*Условие задания*:
Повторите без изменений фрагмент текста о театре кукол между словами «Ёрова все в» и «чаем и бутербродами.», включая их самих.

═════ Исходный текст

Мы сидим в столовой «Лимпопо». В театр кукол Кученкова больше не пускают, и он работает в Никольском, в Доме культуры. Это с тех пор, как он ушел вслед за Бредисом в знак солидарности, а потом Бредис вернулся, а Кученкова обратно не взяли. Даже он с Шаровой судился, но куда там. С главрежем Логиновым они на дух друг друга не переносят. Правда, сейчас Логинов ставит «Сказание об Иване Сусанине». Там голосом Кученкова (в записи) говорит Пожарский. Другого пока нет.

«Как лиса медведя обманывала» — я до сих пор не знаю текста этой пьесы! Вся «вахта», все службы приходили слушать, что я на этот раз выдам. Бредис всё говорил: «Тебе надо авторство дать». А когда я Визиря играл, когда я своровал эту Лампу и стал вокруг нее танцевать, весь зал стал хлопать мне, отрицательному персонажу. Это был последний мой спектакль. Лебединая песня моя!»

Ёрова все в труппе называют «домовым». Он здесь уже 20 лет монтировщиком. Работает очень неспешно, а больше — сидит на ящике, задумавшись. Внешность у него самая актерская. Сирано де Бержерак или вроде того. Из благородных. Вот он и сидит на ящике с видом Сирано де Бержерака, которого занесло в Костромской театр кукол. Ёров никогда не платил за жилплощадь в бараке на окраине Костромы. Жилтоварищи его выселять решили. Макарова тогда, во-первых, ездила на окраину — переубеждать жилтоварищей. Во-вторых, регулярно стала платить за Ёрова (из его же зарплаты, конечно) и за пару лет погасила долг. Приходят актеры утром на репетицию, а Ёров уже тут, завтракает чаем и бутербродами.

Другого монтировщика зовут Стас. Дядька огромный. Раньше он работал на картонной фабрике. Там сократили, пришел на биржу труда. Ему сказали, иди в театр. И он пошел. Начинается спектакль «Утенок Тим». Звучит музыка Перфильева. Еще утенка никакого нет, а над ширмой (над лугом) бабочки летают. (Бабочки из ткани сшиты и на длинных спицах.) И вот Стас взял бабочку и стал ею неумело летать, улыбался глупо и счастливо. В антракте его поздравляют, говорят: «Молодец, хорошо сыграл…» Смутили человека.

══════════
═════ Представленные данные

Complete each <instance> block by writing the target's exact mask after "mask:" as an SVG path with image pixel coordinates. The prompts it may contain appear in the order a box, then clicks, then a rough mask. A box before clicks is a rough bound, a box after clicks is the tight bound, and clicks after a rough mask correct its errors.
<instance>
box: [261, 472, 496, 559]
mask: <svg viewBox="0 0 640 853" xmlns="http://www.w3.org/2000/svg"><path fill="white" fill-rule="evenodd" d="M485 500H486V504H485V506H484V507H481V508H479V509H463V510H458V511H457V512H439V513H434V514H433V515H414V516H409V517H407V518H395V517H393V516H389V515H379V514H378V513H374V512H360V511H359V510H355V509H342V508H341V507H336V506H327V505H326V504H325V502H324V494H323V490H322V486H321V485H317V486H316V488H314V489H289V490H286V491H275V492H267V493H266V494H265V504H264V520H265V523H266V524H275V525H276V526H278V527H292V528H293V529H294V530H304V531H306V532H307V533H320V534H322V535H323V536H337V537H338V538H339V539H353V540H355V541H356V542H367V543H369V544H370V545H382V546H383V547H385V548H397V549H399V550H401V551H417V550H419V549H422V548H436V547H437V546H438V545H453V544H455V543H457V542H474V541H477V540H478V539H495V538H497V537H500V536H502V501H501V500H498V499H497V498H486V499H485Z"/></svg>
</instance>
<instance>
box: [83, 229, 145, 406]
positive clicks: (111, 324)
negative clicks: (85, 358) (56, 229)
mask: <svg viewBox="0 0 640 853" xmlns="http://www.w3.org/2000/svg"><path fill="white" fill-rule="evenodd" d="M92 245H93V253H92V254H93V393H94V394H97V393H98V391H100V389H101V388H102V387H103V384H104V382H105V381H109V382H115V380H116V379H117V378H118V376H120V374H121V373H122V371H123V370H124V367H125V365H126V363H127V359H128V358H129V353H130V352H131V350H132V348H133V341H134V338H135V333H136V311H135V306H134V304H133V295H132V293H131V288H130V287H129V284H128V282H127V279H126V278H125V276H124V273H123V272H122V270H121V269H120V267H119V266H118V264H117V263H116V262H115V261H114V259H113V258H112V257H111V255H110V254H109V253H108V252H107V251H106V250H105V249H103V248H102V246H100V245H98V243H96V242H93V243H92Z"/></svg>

══════════

*Ваш ответ*:
Ёрова все в труппе называют «домовым». Он здесь уже 20 лет монтировщиком. Работает очень неспешно, а больше — сидит на ящике, задумавшись. Внешность у него самая актерская. Сирано де Бержерак или вроде того. Из благородных. Вот он и сидит на ящике с видом Сирано де Бержерака, которого занесло в Костромской театр кукол. Ёров никогда не платил за жилплощадь в бараке на окраине Костромы. Жилтоварищи его выселять решили. Макарова тогда, во-первых, ездила на окраину — переубеждать жилтоварищей. Во-вторых, регулярно стала платить за Ёрова (из его же зарплаты, конечно) и за пару лет погасила долг. Приходят актеры утром на репетицию, а Ёров уже тут, завтракает чаем и бутербродами.